» **DIRECTIONS**: Retype all of the data. Every line must match exactly.

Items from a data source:
BEGIN
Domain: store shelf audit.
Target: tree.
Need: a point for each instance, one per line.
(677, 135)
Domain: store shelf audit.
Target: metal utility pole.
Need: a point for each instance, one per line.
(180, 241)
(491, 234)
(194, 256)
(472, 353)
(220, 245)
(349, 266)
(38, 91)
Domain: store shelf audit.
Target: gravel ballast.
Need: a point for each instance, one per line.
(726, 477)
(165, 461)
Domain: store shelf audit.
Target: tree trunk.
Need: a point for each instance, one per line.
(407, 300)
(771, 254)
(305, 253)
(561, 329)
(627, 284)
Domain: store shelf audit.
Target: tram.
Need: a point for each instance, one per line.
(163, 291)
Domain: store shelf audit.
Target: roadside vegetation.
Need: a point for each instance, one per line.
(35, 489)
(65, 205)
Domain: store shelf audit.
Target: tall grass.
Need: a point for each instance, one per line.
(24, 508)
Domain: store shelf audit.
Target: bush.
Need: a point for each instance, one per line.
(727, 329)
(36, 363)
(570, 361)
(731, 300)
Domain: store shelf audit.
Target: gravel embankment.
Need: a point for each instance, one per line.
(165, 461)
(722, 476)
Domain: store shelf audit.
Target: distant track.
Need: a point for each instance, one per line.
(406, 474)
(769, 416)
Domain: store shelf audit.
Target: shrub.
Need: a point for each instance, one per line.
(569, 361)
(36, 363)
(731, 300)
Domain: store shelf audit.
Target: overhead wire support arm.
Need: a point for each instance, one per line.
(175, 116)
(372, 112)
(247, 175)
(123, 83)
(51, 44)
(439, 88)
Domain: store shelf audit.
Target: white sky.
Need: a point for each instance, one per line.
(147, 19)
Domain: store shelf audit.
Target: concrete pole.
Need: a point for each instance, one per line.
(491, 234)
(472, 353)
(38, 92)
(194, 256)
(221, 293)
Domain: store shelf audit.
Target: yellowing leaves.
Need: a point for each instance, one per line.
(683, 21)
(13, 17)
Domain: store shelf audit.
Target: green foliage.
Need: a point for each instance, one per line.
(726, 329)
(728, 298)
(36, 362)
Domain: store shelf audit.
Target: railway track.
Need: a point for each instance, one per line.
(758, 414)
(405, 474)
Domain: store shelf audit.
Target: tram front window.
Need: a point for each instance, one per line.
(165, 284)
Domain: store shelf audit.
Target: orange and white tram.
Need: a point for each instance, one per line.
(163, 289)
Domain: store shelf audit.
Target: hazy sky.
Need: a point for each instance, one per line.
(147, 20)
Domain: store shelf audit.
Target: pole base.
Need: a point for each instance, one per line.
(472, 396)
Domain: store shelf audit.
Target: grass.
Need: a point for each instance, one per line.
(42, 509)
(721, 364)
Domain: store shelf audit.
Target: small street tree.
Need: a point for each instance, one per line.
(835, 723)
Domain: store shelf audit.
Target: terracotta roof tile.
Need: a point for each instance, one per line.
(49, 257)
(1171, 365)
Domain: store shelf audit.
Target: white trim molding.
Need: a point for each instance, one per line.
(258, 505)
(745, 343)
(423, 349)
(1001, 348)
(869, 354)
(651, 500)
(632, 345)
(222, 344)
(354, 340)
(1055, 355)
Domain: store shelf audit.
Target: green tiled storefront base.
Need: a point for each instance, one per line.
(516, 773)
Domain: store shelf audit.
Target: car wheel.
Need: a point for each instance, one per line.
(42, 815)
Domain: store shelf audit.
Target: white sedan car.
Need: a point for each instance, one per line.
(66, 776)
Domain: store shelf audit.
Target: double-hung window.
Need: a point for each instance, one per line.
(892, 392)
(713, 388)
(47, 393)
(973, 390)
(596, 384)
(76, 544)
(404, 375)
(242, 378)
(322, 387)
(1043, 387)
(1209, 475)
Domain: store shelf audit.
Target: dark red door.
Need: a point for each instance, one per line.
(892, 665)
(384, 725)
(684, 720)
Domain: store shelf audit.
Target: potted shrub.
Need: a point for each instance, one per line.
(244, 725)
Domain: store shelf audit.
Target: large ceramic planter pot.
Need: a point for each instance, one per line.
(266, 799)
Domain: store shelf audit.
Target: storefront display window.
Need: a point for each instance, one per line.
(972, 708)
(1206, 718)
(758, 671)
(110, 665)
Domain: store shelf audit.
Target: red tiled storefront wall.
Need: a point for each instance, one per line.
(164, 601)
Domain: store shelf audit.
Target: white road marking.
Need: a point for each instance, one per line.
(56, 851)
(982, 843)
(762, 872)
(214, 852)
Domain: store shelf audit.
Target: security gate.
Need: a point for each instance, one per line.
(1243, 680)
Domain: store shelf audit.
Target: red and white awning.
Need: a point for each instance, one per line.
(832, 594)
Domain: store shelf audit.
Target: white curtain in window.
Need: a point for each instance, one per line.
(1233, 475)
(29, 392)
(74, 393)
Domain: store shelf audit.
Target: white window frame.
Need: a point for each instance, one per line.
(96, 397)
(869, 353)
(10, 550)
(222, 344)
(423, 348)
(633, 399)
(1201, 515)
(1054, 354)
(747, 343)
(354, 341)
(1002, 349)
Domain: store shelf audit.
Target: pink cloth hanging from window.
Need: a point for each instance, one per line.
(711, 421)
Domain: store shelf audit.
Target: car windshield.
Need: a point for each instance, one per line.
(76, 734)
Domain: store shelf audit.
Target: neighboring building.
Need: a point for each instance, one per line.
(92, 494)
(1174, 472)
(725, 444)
END
» **EXERCISE ANSWER**:
Domain: store shelf audit.
Target: tree.
Need: a point for each instance, one per line.
(677, 135)
Domain: store shelf audit.
Target: metal utility pole.
Need: a point for each instance, one per line.
(180, 241)
(491, 234)
(194, 256)
(472, 353)
(220, 245)
(349, 266)
(38, 91)
Domain: store shelf audit.
Target: gravel ballast.
Need: a point for each instance, one per line.
(726, 477)
(165, 461)
Domain: store shelf audit.
Target: tree trunk.
Need: a point for each instance, one per line.
(407, 300)
(771, 254)
(305, 253)
(561, 329)
(627, 284)
Domain: store shelf audit.
Target: tram.
Need: a point for each instance, one per line.
(163, 291)
Domain: store shelf audit.
Target: roadside vegetation.
Need: a point for each instance, one per line.
(35, 489)
(65, 205)
Domain: store shelf audit.
Target: tall grass.
Need: a point for each instance, one per line.
(24, 508)
Domain: store shelf audit.
Target: bush.
Need: a point for each instance, one per line.
(727, 329)
(36, 363)
(570, 361)
(731, 300)
Domain: store shelf audit.
Target: gravel embankment.
Need: a point for each instance, one per line.
(165, 461)
(722, 476)
Domain: store shelf audit.
Target: distant track.
Need: a point for each instance, one per line.
(406, 474)
(769, 416)
Domain: store shelf audit.
Target: shrub.
Need: a point for each instance, one per line.
(569, 361)
(36, 363)
(731, 300)
Domain: store shelf audit.
Target: overhead wire support arm.
Need: a point for each instance, one per line.
(175, 116)
(372, 112)
(247, 175)
(123, 83)
(51, 44)
(439, 88)
Domain: store shelf audit.
Target: white sky.
Need: a point for each instance, one per line.
(147, 19)
Domain: store shelf audit.
Target: concrete pole.
Need: a point for each instance, one per line.
(491, 234)
(472, 353)
(38, 92)
(194, 256)
(221, 293)
Domain: store shelf audit.
Target: yellowing leaves.
Need: a point for each instance, one per line.
(683, 21)
(13, 17)
Domain: store shelf audit.
Target: green foliage.
Need: a point for each instance, one per line.
(726, 329)
(728, 298)
(36, 362)
Domain: store shelf audit.
Target: railway track.
Need: a point for each instance, one per line.
(758, 414)
(405, 474)
Domain: store shelf audit.
Target: tram front window.
Need: a point for each instance, one per line.
(165, 284)
Domain: store shelf audit.
Target: orange and white tram.
Need: a point for each instance, one per line.
(163, 289)
Domain: store shelf audit.
Target: hazy sky.
Need: a point for each instance, one per line.
(147, 20)
Domain: store shelf audit.
Target: pole base.
Need: a point for each instance, one per line.
(472, 396)
Domain: store shelf audit.
Target: grass.
Need: a point for each instance, one per line.
(42, 509)
(721, 364)
Domain: store shelf audit.
Target: small street tree.
Need: a point for each instance, one per line.
(835, 723)
Domain: store shelf audit.
Target: terracotta roof tile.
Need: a point for each instance, one per line.
(49, 257)
(1171, 365)
Domain: store shelf audit.
Target: white trim molding.
Need: a point for each instance, one per line.
(258, 505)
(745, 343)
(423, 349)
(1001, 348)
(869, 354)
(651, 500)
(632, 345)
(222, 344)
(354, 340)
(1055, 355)
Domain: store shelf audit.
Target: green tiled storefront base.
Need: a point for each instance, one per line.
(516, 773)
Domain: store shelf audit.
Target: car wheel.
Need: a point for each instance, one per line.
(42, 815)
Domain: store shelf audit.
Target: white sedan car.
Need: a point for each instance, one per line.
(66, 776)
Domain: store shelf audit.
Target: double-hung window.
Need: a point for each instance, one per line.
(892, 392)
(713, 388)
(47, 393)
(973, 390)
(596, 384)
(76, 544)
(404, 375)
(242, 378)
(322, 387)
(1043, 387)
(1209, 475)
Domain: store shelf audit.
Target: dark red door.
Need: a point for each instance, one per line.
(892, 665)
(384, 725)
(684, 720)
Domain: store shelf audit.
Target: potted shrub.
Need: a point for each instance, one per line.
(244, 725)
Domain: store shelf audit.
Target: large ceramic planter pot.
Need: a point for each instance, one per line.
(266, 799)
Domain: store shelf audit.
Target: storefront display window.
Need: a point for each instance, one per line.
(972, 708)
(1206, 718)
(758, 671)
(110, 665)
Domain: store shelf audit.
Target: red tiled storefront wall.
Need: a point for each instance, one per line.
(164, 601)
Domain: store shelf audit.
Target: white road marking.
Need: a point for each instance, one per line.
(56, 851)
(982, 843)
(762, 872)
(214, 852)
Domain: store shelf audit.
Target: security gate.
Need: a point for each instance, one per line.
(1243, 680)
Domain: store shelf audit.
Target: red and white awning.
Need: a point for each instance, one per line.
(832, 594)
Domain: store shelf audit.
Target: white curtain in window.
Need: a point for each instance, one per line.
(1233, 475)
(29, 392)
(74, 393)
Domain: store shelf audit.
Target: white window frame.
Need: a point for each instance, one per line.
(96, 397)
(869, 353)
(10, 550)
(222, 344)
(423, 348)
(633, 399)
(1201, 515)
(1054, 354)
(747, 343)
(354, 341)
(1002, 349)
Domain: store shelf audit.
Target: pink cloth hanging from window.
Need: a point for each instance, one per line.
(711, 421)
Domain: store shelf audit.
Target: car windshield.
Need: a point for each instance, one per line.
(76, 734)
Domain: store shelf audit.
Target: neighboring building.
Need: a point for each instance, one per line.
(92, 494)
(1174, 472)
(725, 444)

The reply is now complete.